* **ACTIVITY**:
Take every line from the records below that includes the word "roof".

[Records from a collection]
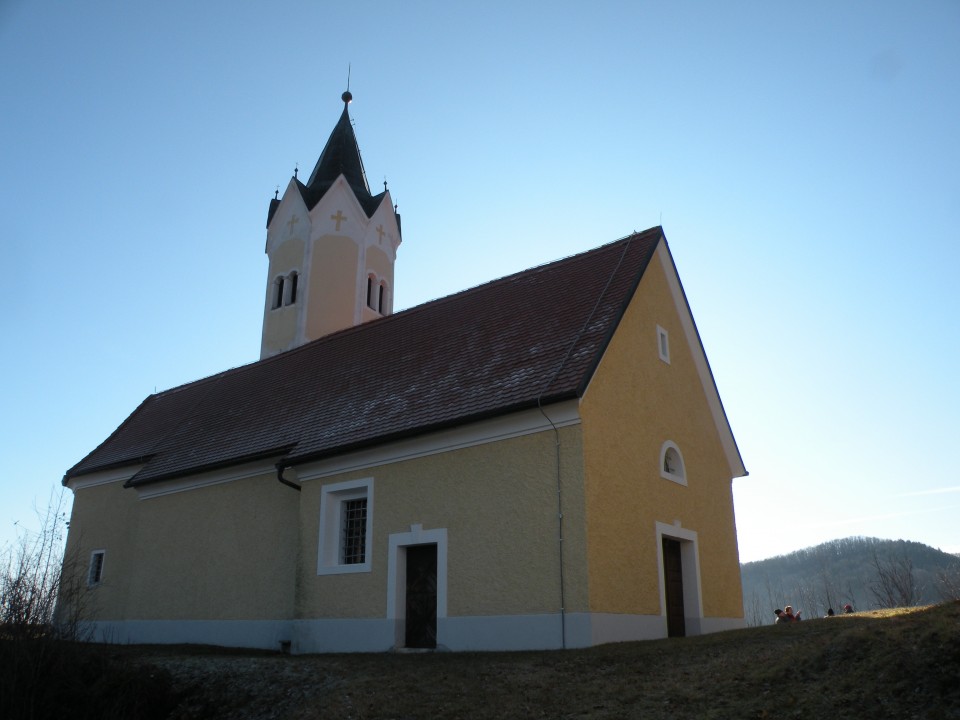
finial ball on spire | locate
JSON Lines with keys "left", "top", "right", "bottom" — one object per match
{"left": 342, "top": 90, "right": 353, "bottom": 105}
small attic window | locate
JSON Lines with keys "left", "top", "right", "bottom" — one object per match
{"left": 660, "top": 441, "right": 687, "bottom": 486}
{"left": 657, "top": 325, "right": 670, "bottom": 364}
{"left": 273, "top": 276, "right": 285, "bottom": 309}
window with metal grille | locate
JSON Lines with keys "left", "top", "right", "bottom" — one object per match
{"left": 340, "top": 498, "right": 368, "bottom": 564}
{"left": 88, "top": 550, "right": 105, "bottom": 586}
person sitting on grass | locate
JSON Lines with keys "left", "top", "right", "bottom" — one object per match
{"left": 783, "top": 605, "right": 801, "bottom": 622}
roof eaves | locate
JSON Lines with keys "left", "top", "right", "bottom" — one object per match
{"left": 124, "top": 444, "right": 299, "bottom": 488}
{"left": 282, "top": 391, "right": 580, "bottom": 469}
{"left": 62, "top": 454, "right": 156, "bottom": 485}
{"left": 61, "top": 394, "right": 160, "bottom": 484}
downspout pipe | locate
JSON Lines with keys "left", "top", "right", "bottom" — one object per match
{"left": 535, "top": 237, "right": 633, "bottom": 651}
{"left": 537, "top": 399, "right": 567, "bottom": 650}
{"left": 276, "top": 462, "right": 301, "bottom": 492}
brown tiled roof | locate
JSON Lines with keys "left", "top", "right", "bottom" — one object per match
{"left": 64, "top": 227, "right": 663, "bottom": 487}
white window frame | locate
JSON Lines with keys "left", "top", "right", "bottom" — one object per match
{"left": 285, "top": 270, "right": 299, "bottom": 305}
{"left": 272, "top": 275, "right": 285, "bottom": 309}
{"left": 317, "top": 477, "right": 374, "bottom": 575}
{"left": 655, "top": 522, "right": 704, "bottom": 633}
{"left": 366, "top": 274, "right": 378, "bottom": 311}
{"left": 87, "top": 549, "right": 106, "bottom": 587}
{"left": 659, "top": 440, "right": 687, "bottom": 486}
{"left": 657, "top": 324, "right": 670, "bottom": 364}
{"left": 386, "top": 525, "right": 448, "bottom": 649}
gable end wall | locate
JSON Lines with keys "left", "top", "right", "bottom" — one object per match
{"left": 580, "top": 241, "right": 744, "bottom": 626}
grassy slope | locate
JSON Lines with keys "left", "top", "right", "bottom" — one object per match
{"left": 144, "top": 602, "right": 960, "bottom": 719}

==

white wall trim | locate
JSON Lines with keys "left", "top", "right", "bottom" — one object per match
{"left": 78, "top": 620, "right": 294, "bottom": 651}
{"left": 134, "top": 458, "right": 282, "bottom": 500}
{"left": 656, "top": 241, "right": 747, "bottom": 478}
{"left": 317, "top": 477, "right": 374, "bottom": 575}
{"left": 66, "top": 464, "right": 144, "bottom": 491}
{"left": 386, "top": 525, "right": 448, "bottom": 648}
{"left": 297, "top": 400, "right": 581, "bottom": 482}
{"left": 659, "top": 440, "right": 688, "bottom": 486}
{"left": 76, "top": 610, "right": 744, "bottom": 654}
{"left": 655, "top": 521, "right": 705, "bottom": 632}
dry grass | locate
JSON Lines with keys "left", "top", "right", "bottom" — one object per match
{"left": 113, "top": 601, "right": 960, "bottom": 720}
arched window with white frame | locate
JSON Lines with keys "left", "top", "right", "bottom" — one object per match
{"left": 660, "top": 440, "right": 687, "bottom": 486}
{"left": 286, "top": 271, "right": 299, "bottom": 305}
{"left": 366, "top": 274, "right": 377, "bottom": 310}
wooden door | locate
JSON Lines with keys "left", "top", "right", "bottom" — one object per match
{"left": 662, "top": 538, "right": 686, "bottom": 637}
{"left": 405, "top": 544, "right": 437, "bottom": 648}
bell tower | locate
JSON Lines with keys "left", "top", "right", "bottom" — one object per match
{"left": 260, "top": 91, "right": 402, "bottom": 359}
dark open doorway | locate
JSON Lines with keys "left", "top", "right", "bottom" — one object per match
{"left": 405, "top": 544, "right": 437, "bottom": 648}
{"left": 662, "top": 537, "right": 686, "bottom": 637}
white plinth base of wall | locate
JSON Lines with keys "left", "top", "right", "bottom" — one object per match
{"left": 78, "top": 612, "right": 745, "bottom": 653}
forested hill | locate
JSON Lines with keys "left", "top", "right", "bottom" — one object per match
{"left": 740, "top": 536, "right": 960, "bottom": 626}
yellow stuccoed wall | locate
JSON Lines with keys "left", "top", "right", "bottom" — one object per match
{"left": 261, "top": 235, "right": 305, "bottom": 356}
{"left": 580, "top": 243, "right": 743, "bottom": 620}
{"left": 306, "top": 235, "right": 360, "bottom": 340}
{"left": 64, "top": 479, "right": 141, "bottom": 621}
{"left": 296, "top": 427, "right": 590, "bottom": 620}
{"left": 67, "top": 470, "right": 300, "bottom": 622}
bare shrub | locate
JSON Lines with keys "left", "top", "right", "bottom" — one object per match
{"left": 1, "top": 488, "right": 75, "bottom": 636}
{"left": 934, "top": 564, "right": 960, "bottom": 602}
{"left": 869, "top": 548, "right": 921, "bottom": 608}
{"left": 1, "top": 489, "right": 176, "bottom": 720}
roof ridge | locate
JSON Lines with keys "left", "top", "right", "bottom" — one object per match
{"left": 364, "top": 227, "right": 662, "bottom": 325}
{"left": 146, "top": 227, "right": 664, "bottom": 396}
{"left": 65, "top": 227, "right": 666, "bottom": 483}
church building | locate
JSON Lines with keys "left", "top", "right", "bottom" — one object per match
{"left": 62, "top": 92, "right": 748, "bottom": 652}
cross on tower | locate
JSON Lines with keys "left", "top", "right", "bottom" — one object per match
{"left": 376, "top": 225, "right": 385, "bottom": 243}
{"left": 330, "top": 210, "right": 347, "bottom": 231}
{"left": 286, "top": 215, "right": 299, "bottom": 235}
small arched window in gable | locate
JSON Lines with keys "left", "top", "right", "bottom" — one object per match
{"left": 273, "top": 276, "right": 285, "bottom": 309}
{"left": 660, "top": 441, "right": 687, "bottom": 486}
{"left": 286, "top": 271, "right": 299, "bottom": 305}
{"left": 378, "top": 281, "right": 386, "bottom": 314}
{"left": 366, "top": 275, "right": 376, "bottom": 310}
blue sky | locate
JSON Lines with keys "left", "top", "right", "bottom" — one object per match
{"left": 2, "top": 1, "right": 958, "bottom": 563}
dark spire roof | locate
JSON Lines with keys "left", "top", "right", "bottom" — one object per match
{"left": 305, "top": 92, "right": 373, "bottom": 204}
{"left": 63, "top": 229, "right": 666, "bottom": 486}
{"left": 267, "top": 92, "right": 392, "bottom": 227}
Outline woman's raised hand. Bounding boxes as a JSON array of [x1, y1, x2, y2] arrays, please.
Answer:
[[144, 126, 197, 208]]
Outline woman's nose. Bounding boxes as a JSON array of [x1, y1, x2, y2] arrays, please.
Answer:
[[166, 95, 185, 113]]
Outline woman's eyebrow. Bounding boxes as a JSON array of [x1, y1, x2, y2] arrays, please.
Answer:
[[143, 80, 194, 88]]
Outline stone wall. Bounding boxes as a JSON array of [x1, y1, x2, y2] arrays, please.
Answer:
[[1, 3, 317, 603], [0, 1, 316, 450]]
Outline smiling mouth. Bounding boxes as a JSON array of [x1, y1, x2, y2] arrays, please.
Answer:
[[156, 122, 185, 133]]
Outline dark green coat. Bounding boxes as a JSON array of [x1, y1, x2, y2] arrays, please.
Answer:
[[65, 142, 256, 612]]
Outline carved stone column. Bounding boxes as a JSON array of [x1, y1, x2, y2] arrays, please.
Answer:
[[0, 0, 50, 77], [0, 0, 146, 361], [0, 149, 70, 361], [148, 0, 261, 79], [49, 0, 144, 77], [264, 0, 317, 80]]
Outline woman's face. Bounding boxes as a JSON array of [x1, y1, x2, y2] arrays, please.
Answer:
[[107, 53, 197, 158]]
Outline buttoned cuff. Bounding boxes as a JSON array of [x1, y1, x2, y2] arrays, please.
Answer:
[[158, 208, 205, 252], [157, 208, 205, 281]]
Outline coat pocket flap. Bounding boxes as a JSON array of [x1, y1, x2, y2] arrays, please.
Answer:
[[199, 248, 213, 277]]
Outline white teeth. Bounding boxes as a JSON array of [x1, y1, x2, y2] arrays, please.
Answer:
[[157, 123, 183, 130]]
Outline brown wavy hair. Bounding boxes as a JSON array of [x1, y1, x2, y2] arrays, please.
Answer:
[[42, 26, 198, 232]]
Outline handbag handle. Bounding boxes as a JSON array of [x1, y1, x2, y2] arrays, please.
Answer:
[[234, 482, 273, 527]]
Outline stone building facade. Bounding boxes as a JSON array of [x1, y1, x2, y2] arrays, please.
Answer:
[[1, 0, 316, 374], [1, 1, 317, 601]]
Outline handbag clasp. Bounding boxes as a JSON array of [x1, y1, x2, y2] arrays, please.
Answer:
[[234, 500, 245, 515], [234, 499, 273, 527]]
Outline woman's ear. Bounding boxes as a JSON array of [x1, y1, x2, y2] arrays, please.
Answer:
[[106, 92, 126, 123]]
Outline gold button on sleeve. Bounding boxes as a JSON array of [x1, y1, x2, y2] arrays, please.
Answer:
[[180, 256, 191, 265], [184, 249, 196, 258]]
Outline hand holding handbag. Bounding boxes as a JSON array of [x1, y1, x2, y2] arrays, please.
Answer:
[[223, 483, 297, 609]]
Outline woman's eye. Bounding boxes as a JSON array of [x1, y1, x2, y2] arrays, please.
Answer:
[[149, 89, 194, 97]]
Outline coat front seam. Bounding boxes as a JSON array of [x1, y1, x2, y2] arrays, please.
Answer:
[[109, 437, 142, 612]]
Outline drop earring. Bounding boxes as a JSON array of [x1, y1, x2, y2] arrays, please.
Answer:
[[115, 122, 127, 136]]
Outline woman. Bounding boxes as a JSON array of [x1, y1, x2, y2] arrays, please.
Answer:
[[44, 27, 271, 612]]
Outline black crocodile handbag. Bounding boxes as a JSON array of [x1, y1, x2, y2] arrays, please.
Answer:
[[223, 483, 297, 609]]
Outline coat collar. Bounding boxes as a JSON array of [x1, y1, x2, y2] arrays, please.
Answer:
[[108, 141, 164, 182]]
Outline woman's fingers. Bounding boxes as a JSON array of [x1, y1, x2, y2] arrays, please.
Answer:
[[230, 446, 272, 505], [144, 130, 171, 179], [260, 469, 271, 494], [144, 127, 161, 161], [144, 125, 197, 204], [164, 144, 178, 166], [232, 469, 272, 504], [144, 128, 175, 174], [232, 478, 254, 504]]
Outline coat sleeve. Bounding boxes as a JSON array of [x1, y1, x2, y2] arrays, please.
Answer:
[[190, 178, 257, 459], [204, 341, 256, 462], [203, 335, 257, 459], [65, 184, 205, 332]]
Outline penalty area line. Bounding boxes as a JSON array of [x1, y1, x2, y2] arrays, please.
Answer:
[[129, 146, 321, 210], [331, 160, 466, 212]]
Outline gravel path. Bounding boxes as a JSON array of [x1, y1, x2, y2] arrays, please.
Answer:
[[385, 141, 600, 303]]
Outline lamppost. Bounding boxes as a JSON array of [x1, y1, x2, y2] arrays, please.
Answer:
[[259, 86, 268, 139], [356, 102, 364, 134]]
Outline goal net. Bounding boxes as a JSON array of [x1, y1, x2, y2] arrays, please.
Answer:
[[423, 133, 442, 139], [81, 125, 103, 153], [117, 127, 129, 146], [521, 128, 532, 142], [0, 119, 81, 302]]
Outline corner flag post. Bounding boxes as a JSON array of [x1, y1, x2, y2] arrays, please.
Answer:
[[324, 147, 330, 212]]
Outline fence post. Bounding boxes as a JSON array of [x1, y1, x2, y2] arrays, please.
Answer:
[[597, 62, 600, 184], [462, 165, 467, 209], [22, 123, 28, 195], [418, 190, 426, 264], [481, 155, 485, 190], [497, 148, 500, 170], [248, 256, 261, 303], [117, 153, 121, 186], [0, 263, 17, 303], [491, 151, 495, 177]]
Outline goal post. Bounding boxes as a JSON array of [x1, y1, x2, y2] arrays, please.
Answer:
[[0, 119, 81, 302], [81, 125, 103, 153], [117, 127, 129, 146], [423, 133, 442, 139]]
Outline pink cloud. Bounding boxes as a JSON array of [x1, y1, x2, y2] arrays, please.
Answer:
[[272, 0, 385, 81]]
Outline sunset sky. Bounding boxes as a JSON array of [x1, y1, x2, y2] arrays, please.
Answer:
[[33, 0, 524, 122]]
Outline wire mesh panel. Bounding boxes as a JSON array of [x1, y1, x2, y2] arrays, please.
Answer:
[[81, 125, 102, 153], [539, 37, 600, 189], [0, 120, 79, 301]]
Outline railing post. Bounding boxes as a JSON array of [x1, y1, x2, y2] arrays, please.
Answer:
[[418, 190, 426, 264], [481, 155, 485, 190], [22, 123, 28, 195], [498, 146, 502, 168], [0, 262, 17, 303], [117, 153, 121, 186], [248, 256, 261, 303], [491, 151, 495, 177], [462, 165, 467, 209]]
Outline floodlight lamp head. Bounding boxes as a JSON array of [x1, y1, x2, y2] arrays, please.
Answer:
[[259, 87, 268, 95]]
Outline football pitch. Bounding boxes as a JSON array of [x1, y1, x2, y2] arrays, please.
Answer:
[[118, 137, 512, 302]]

* **WORKED SOLUTION**:
roof eaves | locate
brown tiled roof | locate
roof ridge | locate
dark spire roof | locate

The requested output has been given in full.